▶ Task objective: State how many lines in the listing below contain the word "horse". Reply with the number alone.

▶ Input material:
◇ ◇ ◇

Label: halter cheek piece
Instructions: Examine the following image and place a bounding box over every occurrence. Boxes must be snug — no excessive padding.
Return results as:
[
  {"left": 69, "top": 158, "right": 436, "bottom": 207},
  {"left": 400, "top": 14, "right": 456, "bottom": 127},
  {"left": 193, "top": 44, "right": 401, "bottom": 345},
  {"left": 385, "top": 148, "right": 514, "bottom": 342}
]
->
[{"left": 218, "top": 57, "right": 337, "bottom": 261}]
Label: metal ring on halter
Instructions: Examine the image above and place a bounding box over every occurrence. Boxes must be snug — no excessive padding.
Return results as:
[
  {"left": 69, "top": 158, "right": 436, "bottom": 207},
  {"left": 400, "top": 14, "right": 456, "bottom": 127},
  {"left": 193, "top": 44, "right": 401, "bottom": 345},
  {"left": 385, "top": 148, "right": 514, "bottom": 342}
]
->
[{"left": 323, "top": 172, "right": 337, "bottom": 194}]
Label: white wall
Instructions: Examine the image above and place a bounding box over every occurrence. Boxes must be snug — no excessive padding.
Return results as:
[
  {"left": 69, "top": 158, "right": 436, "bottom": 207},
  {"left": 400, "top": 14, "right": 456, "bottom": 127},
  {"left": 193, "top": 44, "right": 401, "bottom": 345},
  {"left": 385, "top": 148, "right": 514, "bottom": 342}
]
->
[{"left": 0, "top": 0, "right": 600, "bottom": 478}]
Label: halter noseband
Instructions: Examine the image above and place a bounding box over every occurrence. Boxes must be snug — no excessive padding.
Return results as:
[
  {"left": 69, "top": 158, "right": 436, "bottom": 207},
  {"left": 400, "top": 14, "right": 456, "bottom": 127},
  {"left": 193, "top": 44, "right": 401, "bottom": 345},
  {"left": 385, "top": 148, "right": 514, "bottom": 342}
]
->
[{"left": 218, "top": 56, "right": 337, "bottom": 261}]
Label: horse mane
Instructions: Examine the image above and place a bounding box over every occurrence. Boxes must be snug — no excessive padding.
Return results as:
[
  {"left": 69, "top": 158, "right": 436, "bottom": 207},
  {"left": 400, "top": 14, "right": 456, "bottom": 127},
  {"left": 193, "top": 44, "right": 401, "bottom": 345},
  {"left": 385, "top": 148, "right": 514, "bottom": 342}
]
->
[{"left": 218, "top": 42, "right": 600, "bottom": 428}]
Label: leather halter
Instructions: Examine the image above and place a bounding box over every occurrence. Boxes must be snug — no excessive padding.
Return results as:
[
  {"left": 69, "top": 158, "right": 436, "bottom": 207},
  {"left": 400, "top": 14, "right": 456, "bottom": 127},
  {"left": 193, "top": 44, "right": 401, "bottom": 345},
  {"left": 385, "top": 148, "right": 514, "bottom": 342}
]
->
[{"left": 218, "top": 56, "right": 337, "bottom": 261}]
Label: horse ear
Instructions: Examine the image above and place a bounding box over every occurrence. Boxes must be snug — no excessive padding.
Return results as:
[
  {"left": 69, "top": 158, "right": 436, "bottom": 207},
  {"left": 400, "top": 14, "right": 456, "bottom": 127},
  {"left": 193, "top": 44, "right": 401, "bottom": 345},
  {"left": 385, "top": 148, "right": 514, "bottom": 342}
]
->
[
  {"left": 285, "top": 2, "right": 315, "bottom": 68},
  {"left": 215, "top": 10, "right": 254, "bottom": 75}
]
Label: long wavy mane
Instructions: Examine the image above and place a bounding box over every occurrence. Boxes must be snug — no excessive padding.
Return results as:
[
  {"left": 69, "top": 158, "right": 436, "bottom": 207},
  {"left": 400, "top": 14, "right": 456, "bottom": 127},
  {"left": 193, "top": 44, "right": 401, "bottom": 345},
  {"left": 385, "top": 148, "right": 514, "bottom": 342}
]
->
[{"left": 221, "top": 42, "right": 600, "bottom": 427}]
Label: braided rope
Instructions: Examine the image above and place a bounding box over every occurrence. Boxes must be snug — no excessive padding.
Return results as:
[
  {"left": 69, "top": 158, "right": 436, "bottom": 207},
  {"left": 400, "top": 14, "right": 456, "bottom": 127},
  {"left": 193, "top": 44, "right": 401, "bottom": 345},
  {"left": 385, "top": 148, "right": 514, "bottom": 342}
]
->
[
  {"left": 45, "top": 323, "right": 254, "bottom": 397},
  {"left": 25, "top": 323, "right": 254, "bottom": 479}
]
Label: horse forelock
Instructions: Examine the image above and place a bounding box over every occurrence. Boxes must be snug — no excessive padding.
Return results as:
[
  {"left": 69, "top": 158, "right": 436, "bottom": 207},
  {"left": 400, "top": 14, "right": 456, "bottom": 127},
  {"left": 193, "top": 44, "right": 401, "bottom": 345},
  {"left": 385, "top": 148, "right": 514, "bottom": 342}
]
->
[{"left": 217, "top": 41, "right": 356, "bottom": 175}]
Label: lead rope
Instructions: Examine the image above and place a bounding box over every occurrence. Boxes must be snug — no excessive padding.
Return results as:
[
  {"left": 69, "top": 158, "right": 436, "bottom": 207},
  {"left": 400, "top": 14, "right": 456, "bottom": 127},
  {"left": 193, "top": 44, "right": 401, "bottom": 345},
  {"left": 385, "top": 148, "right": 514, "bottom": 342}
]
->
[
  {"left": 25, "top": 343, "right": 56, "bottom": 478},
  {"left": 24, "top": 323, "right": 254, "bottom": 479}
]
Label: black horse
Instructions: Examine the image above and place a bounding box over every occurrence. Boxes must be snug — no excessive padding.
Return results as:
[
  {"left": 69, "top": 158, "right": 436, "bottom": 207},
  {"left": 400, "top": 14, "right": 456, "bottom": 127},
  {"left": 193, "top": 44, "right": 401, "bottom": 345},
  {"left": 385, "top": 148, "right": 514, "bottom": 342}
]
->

◇ ◇ ◇

▶ Exercise result: 4